Exercise description: The listing that follows should be reproduced exactly, line for line.
+++ Material shown
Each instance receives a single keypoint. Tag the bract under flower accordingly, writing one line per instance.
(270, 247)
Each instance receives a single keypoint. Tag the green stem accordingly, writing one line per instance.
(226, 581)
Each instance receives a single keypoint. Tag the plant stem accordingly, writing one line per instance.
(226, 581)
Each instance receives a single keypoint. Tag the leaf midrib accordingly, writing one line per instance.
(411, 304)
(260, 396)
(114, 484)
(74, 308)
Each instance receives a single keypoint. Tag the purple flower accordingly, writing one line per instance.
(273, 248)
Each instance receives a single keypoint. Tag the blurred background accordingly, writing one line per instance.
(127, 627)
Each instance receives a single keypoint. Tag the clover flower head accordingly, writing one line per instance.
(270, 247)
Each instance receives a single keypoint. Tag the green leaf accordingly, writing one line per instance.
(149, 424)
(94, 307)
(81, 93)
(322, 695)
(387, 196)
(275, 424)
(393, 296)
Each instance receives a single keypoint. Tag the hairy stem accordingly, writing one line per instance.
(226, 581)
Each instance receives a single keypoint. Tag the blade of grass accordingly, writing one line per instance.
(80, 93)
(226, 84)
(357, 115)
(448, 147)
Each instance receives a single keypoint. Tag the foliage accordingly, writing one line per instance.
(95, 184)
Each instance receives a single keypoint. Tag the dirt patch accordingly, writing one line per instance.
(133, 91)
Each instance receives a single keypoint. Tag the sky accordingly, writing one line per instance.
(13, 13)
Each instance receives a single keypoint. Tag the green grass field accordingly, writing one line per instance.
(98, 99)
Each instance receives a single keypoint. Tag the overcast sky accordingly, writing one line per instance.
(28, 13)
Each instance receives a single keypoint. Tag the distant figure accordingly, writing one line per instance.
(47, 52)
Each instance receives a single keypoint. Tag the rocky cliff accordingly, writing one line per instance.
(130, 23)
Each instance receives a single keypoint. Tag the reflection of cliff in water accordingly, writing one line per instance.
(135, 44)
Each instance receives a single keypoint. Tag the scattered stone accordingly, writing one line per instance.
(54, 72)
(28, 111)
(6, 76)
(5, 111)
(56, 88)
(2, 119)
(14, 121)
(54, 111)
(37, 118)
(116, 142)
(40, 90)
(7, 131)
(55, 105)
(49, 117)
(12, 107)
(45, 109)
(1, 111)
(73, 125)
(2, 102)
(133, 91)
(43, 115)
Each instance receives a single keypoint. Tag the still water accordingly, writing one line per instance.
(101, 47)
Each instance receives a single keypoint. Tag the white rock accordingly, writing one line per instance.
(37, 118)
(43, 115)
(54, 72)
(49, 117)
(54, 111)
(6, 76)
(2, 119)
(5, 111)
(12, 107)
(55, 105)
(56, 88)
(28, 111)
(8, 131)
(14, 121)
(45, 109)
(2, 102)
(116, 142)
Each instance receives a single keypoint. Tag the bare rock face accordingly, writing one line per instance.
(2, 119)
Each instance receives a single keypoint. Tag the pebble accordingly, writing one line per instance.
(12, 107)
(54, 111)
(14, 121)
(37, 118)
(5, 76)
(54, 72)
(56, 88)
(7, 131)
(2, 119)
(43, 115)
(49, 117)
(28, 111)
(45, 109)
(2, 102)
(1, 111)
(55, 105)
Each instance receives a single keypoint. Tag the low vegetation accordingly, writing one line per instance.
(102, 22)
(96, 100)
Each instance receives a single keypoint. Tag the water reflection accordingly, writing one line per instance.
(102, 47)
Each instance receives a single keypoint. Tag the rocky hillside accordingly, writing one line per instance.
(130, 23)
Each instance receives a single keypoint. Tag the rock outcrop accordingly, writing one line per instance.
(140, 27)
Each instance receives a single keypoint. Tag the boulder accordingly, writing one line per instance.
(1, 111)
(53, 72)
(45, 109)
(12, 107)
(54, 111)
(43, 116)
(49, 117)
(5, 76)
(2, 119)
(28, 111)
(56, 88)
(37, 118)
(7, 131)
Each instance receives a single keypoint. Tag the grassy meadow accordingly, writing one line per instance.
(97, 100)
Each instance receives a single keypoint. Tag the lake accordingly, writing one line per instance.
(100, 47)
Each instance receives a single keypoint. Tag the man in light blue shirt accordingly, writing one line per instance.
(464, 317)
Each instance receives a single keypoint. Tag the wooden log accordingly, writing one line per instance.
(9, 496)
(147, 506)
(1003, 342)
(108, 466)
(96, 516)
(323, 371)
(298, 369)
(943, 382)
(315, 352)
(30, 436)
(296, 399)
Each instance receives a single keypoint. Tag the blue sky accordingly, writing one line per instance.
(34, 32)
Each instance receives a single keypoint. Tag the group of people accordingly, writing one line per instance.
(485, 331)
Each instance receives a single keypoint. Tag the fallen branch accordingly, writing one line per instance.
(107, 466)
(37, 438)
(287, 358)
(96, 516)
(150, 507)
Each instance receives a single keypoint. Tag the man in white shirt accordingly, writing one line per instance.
++++++
Exercise solution:
Each instance receives a single keypoint. Tag the bract under flower accordingly, writing one line per instance.
(270, 247)
Each instance receives a single keypoint. Tag the green stem accordingly, writing one line per instance.
(226, 581)
Each instance receives a single keypoint. Tag the plant stem accordingly, writing one line per instance.
(226, 581)
Each instance receives a single keypoint. Tag the leaf midrib accordingly, writing one line per instance.
(411, 304)
(260, 396)
(114, 484)
(74, 308)
Each instance receives a single keypoint. Tag the purple flower accordingly, writing one line per instance.
(273, 248)
Each instance receives a single keypoint. Tag the blurred background accordingly, writing one line per instance.
(127, 627)
Each instance receives a single keypoint. Tag the clover flower head accordingly, writing one line per instance.
(270, 247)
Each instance receives a single keypoint. Tag the green leaf accordingly, writing one line per instance.
(149, 424)
(94, 307)
(81, 93)
(322, 695)
(387, 196)
(275, 424)
(393, 296)
Each instance receives a single keypoint. Tag the hairy stem accordingly, writing one line per instance.
(226, 581)
Each instance receives a single keypoint. Tag the blade of grass accordingly, writing one line per instance.
(80, 93)
(226, 84)
(357, 115)
(448, 147)
Each instance receives a single keypoint. Tag the foliage accordingly, writing one line per instance.
(95, 184)
Each instance receives a single keypoint. Tag the dirt patch accordingly, writing one line per instance.
(133, 91)
Each instance receives a single keypoint. Tag the sky accordingly, writing one line per instance.
(13, 13)
Each instance receives a single keypoint. Tag the green grass field accordingly, writing one line per instance.
(98, 99)
Each instance receives a single keypoint. Tag the overcast sky accordingly, writing one line per instance.
(28, 13)
Each instance receives a single keypoint. Tag the distant figure accordingly, writing one line per instance.
(47, 52)
Each instance receives a single keypoint. Tag the rocky cliff accordingly, writing one line per instance.
(130, 23)
Each instance receives a single keypoint. Tag the reflection of cliff in water accordingly, writing one line per instance.
(135, 44)
Each instance receives a single keypoint. Tag the scattered stone accordingly, writing one line per instance.
(54, 72)
(28, 111)
(6, 76)
(5, 111)
(56, 88)
(2, 119)
(14, 121)
(54, 111)
(37, 118)
(116, 142)
(40, 90)
(7, 131)
(55, 105)
(49, 117)
(12, 107)
(45, 109)
(1, 111)
(73, 125)
(2, 102)
(133, 91)
(43, 115)
Each instance receives a single keypoint. Tag the still water accordingly, writing one line per instance.
(101, 47)
Each instance receives a single keypoint. Tag the white rock accordingly, writing one line per instance.
(37, 118)
(43, 115)
(54, 72)
(49, 117)
(54, 111)
(6, 76)
(2, 119)
(5, 111)
(12, 107)
(55, 105)
(56, 88)
(28, 111)
(8, 131)
(14, 121)
(45, 109)
(2, 102)
(116, 142)
Each instance receives a single keypoint. Tag the bare rock face accordingly, writing one line per instance.
(2, 119)
Each instance receives a single keypoint. Tag the pebble accordingly, writing one line per instance.
(12, 107)
(54, 111)
(14, 121)
(37, 118)
(5, 76)
(54, 72)
(56, 88)
(7, 131)
(2, 119)
(43, 115)
(49, 117)
(28, 111)
(45, 109)
(2, 102)
(1, 111)
(55, 105)
Each instance receives a single keypoint. Tag the low vegetation accordingly, writing one line per instance.
(102, 22)
(96, 100)
Each instance receives a single keypoint. Tag the water reflection accordingly, writing one line per instance.
(102, 47)
Each instance receives a single keypoint. Tag the rocky hillside accordingly, writing one line per instance.
(130, 23)
Each instance receives a single keypoint. Tag the rock outcrop accordingly, writing one line per instance.
(140, 27)
Each instance receives a single keypoint. Tag the boulder accordingly, writing one line per instance.
(1, 111)
(53, 72)
(45, 109)
(12, 107)
(54, 111)
(43, 116)
(49, 117)
(5, 76)
(2, 119)
(28, 111)
(56, 88)
(37, 118)
(7, 131)
Each instance receives a single keypoint. Tag the grassy meadow accordingly, writing one line per instance.
(97, 100)
Each instance receives a single keypoint. Tag the lake accordingly, writing one line per instance.
(100, 47)
Each instance receives a single keypoint. Tag the man in light blue shirt accordingly, writing one line per instance.
(464, 317)
Each instance receives a single keypoint. Tag the wooden log accordingly, writing one line per instance.
(9, 496)
(147, 506)
(1003, 342)
(108, 466)
(96, 516)
(323, 371)
(298, 369)
(943, 382)
(315, 352)
(30, 436)
(296, 399)
Each instance receives a single keypoint. Tag the blue sky accordingly, writing one line per instance.
(34, 32)
Each instance receives a single keypoint. Tag the group of people accordingly, writing one line per instance.
(485, 331)
Each instance receives a single keypoint. Tag the fallen branch accordingly, writing one line per instance.
(107, 466)
(37, 438)
(287, 358)
(96, 516)
(150, 507)
Each instance receives a single keypoint. Tag the man in white shirt accordingly, writing one line per instance.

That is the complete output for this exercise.